**Records from a collection**
◆ ◆ ◆ ◆ ◆

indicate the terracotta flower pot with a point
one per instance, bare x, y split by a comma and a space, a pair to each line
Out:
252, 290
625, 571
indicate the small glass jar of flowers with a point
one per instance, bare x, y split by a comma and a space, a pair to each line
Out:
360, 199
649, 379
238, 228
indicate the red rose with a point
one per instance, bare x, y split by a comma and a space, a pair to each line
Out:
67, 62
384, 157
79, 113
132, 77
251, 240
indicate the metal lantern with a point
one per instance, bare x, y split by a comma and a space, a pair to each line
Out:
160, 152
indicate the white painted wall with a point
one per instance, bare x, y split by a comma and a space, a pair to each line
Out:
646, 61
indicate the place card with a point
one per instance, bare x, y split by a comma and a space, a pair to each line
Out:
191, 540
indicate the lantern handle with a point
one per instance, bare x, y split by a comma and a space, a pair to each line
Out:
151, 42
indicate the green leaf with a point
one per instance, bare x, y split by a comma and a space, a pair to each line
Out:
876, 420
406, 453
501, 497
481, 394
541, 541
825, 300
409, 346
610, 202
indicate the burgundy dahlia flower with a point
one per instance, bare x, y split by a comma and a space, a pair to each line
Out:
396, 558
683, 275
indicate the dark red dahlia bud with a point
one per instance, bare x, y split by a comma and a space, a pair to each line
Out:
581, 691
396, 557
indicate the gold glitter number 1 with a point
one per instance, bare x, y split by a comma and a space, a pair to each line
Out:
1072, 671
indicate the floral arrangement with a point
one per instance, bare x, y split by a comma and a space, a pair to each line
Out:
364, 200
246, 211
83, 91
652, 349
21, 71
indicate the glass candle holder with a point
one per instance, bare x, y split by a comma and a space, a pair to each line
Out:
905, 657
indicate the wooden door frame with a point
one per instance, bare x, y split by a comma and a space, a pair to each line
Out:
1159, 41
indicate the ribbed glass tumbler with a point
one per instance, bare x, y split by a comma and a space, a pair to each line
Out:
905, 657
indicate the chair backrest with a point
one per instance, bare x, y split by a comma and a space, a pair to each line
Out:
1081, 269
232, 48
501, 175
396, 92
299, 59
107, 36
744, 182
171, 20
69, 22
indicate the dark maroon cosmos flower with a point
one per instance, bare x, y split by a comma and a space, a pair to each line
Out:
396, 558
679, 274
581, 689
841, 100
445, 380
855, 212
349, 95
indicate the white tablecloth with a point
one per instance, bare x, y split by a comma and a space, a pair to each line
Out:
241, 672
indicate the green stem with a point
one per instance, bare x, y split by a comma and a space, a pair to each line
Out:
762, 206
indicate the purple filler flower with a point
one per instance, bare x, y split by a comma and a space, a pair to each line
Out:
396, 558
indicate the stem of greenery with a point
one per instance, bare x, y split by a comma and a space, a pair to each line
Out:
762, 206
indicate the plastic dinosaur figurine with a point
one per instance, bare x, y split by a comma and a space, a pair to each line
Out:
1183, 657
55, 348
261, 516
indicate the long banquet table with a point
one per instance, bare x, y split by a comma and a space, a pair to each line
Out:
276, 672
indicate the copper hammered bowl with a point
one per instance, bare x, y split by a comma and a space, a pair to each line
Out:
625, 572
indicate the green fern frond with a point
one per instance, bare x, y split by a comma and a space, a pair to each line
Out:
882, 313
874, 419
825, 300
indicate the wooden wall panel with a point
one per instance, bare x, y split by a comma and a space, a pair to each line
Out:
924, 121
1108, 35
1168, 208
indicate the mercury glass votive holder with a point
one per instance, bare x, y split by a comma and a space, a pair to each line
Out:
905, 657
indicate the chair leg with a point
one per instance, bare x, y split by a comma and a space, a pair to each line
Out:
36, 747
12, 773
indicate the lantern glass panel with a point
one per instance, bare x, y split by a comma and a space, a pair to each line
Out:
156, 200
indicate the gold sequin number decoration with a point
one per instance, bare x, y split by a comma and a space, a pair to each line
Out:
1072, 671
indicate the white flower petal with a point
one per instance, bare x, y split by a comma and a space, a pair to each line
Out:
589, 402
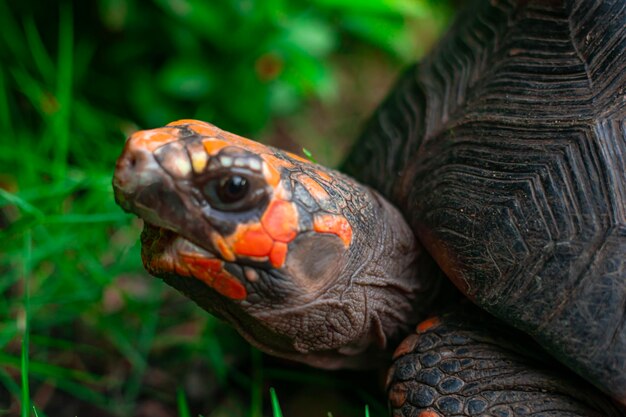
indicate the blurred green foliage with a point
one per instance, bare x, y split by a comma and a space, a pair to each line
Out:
76, 78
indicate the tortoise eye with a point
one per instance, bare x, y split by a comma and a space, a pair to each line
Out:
233, 192
232, 189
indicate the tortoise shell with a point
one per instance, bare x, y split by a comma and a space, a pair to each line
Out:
505, 149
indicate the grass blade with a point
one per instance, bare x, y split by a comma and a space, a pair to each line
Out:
183, 407
26, 326
275, 405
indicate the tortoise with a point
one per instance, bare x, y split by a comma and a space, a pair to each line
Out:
485, 209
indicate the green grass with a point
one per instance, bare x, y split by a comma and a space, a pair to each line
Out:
83, 326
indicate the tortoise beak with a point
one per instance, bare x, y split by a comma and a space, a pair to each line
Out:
149, 185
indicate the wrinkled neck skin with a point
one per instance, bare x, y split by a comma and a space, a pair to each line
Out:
338, 280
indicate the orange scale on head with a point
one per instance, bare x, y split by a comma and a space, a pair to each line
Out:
280, 220
272, 175
152, 139
204, 129
212, 273
251, 240
220, 244
277, 162
212, 145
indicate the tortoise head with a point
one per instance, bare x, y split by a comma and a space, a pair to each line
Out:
306, 263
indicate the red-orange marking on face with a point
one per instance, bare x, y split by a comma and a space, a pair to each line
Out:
204, 129
252, 240
272, 176
211, 272
154, 138
338, 225
222, 247
213, 146
428, 324
280, 220
278, 254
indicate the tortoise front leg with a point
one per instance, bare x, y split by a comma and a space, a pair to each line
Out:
467, 363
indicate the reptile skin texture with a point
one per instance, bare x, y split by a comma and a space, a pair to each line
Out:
508, 149
466, 363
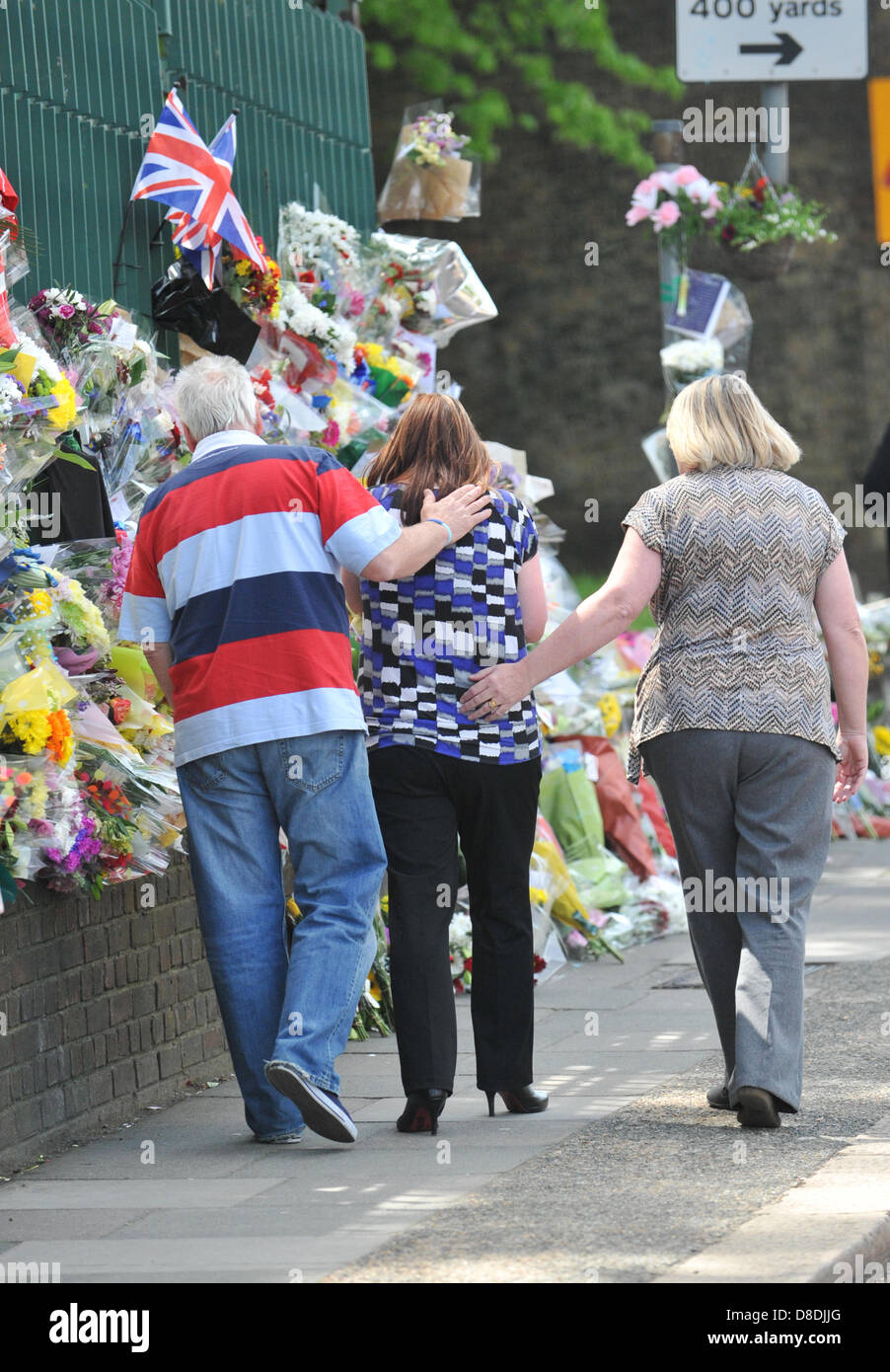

◆ ◆ ◆ ◆ ◆

**WHAT YOU NEED TO DO**
Please copy all of the records above word for word, omitting the pictures.

**EXPECTED ANSWER**
indicate the terracotta flower pot with a point
one per instance, bare x, y split by a comma and a space, a pair to each line
Out:
252, 290
625, 571
indicate the small glass jar of flowers with a point
one per instance, bare x, y split by a comma and a space, a pair to each line
Out:
360, 199
649, 379
238, 228
indicate the red rose with a point
one per instance, bare x, y split by a comma and a space, a pair to each line
Out:
67, 62
384, 157
79, 113
132, 77
251, 240
indicate the metal lantern with a point
one per instance, bare x, y split by a comma and a space, a pair to each line
Out:
160, 152
indicate the white painted wall with a point
one per instance, bare x, y split by a comma and a space, a pair to each line
Out:
646, 61
indicate the place card with a point
one per instance, bare x, y split by a comma and a space, a pair to each line
Out:
191, 540
indicate the lantern handle with a point
one per instance, bare x, y split by a comma and a space, a pair to each line
Out:
151, 42
indicate the green leaf with a point
one per instance, bare x, y split by a comma and a space, a pair to each line
Out:
876, 420
406, 453
501, 497
481, 394
541, 541
825, 300
409, 346
610, 202
indicate the burgundy dahlia flower with a point
one per instance, bare x, y split by a comma and a space, a pair to each line
Out:
396, 558
683, 275
indicate the dark red dahlia bud with a point
one per instance, bare x, y split by a comma and a space, a pair to each line
Out:
581, 691
396, 557
indicate the gold glitter number 1 with a point
one per instance, bare x, y split by a comma and a space, a pair to each line
Out:
1072, 671
indicate the floral arrangement with a point
one per instance, bare x, y split by a comma and a space, a pair to each line
Out:
364, 200
246, 211
83, 91
652, 349
21, 71
indicate the glass candle holder with a point
one per instance, bare x, y split by a comma and a space, a pair to each line
Out:
905, 657
indicate the wooden door frame with a point
one per instance, bare x, y split by a comma and a space, a pair to each line
Out:
1159, 41
indicate the ribbed glass tumbler with a point
one per instance, bare x, y split by a comma and a space, a pair to each line
Out:
905, 657
indicate the chair backrest with a point
one per instance, bare x, y split by a comma and a space, a pair to each line
Out:
1081, 269
232, 48
501, 175
396, 92
299, 59
107, 36
744, 182
171, 20
69, 22
indicate the dark maroon cosmos flower with a point
one per instance, bare x, y split by a comma and a space, a pair to each line
Out:
396, 558
679, 274
581, 689
841, 100
445, 380
855, 212
349, 95
indicate the white tablecloth with a point
one per instance, bare x, y split by a comma and a space, a pair to each line
Out:
241, 672
indicate the green stem with a point
one per instance, bare x, y split by a comma and a space, a pair to each line
Out:
762, 206
indicate the purple filler flower with a point
one per instance, bare x, y split by a comma and a space, a pair to each line
Out:
396, 558
indicate the stem of greenery with a point
one per instance, bare x, y split by a comma and a space, a pair to each line
Out:
762, 206
indicate the plastic dinosaur figurine with a point
one per instance, bare x, y split by a comma and a space, a pair to each line
Out:
1183, 657
55, 348
261, 516
indicate the long banquet table with a point
one per instance, bare x, y split by a comma and a space, a pair to each line
Out:
276, 672
indicate the copper hammered bowl with a point
one per instance, bare x, y split by a comma and a space, a pair to each line
Out:
625, 572
indicate the green fern frond with a point
one per instance, bare x, y split by a comma and a space, a pair to each line
Out:
882, 313
874, 419
825, 300
indicate the wooden wall panel with a point
one per instance, bare x, y split by a comma and a space, a pair to each line
Out:
924, 121
1108, 35
1168, 208
indicate the mercury glass votive holder with a point
one per instance, bare x, y split by a comma and a space, a pair to each line
Out:
905, 657
indicate the chair leg with a point
one per instance, bare x, y split by a comma and a space, a pair to each line
Out:
36, 747
12, 773
indicate the lantern glass panel with a point
one per instance, bare x, y split by a comma and a space, a pair to each line
Out:
156, 200
indicate the gold sequin number decoration with a point
one per instance, bare x, y split by a comma and a space, a pair to each line
Out:
1072, 671
indicate the white flower petal with a point
one per instance, bare x, y split by a comma and a space, a pair to each line
Out:
589, 402
indicate the blurred green foliage with a point
one per instance, bare x, y split by a comma and a space, a pair to each line
Out:
76, 78
indicate the tortoise eye with a point
one per instance, bare x, y split by a comma and a space, a pair to each line
Out:
233, 192
232, 189
indicate the tortoise shell with a point
one per instance, bare x, y split by a comma and a space, a pair to each line
Out:
505, 149
indicate the grass blade with a point
one per instance, bare x, y split by a comma and a space, a pair to each line
Out:
183, 407
26, 326
275, 405
indicate the tortoise with a point
one per instance, bare x, y split by a comma and a space, a pair to each line
Out:
485, 209
indicate the green grass with a point
one per instance, bare x, y split by a comma and a space, a pair to each line
Out:
83, 326
indicate the tortoise beak with a point
one per instance, bare x, y split by a comma and a space, a pair to each line
Out:
149, 185
indicate the wrinkled neck skin with a point
one per instance, bare x, y split by a comma and a space, a pair to each line
Out:
338, 280
indicate the orange scale on head with a point
one per instance, bare x, y split by a comma and a space, a pair to each line
Out:
280, 220
272, 175
152, 139
204, 129
212, 273
251, 240
220, 244
277, 162
212, 145
indicate the tortoise head with a point
one per instance, bare x, y split by a comma and a space, a pair to each line
Out:
306, 263
indicate the red-orange marking on face with a point
one per instance, bare x, y split by a comma and a space, a pair to each line
Out:
204, 129
252, 240
272, 176
211, 272
154, 138
338, 225
222, 247
213, 146
428, 324
280, 220
278, 254
indicate the tortoise front leg with a point
one per instance, bare x, y split by a comma and a space, a pair to each line
Out:
467, 363
indicate the reptile skin texture with a point
one per instance, bare x, y split by a comma and a space, a pair to each line
Out:
508, 149
466, 363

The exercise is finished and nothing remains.